Copy word for word the part of the data below that starts with the line containing "hat in the photo above." and runs to the end of the data, including that first line and the final line.

Task input —
★ ★ ★ ★
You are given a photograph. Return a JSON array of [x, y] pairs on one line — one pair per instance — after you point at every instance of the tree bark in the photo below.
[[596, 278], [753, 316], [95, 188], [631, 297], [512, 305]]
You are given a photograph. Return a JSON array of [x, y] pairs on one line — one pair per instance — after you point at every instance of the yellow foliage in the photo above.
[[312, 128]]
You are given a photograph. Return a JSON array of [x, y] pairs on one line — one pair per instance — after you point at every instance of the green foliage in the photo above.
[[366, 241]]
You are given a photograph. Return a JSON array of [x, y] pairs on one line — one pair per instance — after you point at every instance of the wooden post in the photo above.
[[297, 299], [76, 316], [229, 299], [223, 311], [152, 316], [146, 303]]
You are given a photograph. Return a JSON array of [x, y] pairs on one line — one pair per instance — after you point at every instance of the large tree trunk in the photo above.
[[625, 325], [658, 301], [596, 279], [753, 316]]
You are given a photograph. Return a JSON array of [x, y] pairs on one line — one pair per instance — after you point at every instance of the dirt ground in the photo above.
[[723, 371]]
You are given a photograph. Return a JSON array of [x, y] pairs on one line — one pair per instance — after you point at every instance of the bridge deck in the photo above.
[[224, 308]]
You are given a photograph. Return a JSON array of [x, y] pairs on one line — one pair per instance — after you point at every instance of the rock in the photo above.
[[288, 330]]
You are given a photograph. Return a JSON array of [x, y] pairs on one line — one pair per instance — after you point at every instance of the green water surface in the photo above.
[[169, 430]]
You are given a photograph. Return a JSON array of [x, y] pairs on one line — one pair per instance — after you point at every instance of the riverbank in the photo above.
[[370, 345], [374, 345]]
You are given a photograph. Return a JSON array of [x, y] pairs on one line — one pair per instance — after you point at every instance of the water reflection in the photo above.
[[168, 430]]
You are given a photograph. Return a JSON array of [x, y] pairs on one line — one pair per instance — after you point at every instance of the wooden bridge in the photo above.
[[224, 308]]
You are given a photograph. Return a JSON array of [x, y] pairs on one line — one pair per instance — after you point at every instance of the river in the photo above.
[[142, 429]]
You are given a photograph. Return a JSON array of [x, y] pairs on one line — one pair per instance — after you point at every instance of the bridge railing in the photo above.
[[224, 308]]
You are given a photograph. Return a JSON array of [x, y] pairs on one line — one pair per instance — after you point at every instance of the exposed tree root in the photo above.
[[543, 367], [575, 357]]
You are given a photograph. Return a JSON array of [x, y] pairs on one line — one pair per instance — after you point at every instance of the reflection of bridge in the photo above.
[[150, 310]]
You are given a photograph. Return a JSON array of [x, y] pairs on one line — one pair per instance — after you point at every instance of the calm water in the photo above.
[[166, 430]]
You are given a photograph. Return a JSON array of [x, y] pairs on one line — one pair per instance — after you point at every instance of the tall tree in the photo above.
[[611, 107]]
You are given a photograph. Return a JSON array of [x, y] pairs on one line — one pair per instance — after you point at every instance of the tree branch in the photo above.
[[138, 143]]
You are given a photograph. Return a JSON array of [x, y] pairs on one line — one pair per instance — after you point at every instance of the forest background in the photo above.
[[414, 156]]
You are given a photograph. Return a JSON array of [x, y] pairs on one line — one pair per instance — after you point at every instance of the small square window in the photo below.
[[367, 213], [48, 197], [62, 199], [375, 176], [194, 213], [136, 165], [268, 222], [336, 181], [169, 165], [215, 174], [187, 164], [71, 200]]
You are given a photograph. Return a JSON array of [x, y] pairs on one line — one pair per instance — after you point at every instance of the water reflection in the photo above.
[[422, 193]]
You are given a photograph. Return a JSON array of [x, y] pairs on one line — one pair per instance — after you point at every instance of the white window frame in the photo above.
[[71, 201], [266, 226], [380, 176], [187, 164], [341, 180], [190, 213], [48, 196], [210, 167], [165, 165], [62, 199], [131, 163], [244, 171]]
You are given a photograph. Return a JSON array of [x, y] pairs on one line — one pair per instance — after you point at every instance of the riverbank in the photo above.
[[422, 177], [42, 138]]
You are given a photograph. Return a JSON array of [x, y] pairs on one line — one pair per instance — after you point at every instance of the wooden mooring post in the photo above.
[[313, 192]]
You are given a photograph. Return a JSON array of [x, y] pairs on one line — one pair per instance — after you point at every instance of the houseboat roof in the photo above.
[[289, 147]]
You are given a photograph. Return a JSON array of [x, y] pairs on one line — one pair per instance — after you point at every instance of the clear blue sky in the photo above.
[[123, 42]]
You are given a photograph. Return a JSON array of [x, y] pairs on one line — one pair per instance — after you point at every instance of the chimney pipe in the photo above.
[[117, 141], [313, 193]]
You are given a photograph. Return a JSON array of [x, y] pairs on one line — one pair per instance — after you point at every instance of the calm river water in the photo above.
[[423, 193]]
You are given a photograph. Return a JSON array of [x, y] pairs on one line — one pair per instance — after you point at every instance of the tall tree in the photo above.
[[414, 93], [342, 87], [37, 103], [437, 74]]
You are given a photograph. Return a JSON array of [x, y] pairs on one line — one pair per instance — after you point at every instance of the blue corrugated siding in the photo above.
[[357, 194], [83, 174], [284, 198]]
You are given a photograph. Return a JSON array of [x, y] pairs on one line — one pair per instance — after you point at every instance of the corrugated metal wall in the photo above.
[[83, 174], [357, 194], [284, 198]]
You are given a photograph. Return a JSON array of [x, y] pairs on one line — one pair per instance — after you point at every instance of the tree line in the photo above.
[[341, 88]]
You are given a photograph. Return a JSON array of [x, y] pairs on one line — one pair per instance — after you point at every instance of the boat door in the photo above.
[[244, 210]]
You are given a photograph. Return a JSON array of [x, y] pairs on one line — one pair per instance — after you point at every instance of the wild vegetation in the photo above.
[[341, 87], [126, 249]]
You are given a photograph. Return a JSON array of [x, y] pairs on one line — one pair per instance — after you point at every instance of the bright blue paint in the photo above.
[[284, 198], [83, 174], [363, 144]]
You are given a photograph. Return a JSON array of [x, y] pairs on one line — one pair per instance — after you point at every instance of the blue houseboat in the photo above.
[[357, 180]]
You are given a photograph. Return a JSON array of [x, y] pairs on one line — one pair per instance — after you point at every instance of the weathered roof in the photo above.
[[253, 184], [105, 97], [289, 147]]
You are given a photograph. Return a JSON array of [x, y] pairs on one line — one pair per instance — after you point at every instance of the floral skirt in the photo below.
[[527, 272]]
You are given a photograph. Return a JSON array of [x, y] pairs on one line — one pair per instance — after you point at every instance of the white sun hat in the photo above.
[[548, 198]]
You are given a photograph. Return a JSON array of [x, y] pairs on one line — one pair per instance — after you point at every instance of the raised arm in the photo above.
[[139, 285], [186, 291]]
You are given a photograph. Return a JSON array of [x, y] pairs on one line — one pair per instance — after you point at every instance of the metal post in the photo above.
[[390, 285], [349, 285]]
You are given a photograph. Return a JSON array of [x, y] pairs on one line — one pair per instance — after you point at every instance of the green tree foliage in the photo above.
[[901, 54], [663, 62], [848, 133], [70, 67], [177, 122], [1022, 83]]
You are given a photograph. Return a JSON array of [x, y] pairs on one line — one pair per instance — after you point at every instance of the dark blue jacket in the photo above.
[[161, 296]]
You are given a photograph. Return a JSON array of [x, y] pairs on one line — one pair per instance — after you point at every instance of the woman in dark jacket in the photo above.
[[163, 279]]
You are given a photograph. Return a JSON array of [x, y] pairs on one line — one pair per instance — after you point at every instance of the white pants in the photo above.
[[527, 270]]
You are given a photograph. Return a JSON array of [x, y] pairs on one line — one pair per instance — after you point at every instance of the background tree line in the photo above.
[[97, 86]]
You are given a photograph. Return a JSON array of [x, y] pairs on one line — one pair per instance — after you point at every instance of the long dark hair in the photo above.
★ ★ ★ ★
Full answer —
You are given a photograph. Return a JSON array of [x, y] pairs on one line — one pair per instance — after you point at every instance of the white sun hat in the photo above.
[[548, 198]]
You are given a photograph. Return a JSON array of [x, y] pairs on one line — one pair per instance — after you point at every instance of the raised arm in the photo above.
[[139, 285], [186, 291]]
You are given a photograph. Return a JSON array of [x, y] pairs on one line — one pair per instance — after you point at every instance of the metal post in the photo above.
[[390, 285], [349, 285]]
You are given a photograph. Return a JSON array of [x, y] pairs on one line — one pair per instance — after you point at every instance of the green tree foliage in the photo above.
[[901, 54], [663, 62], [848, 133], [70, 67], [177, 122], [1022, 83]]
You are given a photograph. Return a JSON array of [x, y] pairs on one line — one pair per instance — after you point at every instance of the dark blue jacket in the photo above.
[[161, 296]]
You are given a photograph. Return a JSON array of [x, y] pairs on one line — one pair per instance — after you point at every instance of the woman in dark jacket in the photo above.
[[163, 279]]
You are given a photograph. Return a JSON array of [x, y] pairs on one line — one pair per instance — after you point at every instance of the white pants in the photo above.
[[527, 270]]
You are given a photograph. Return a JSON array of [x, y] pairs on one line — one pair per instance — after you point at every instance of the background tree line in the photo above.
[[97, 86]]
You are given a photograph. Return a JSON array of [x, y] pairs on one line — one pair per instance — after you point at every instance of the long dark hair in the photo above.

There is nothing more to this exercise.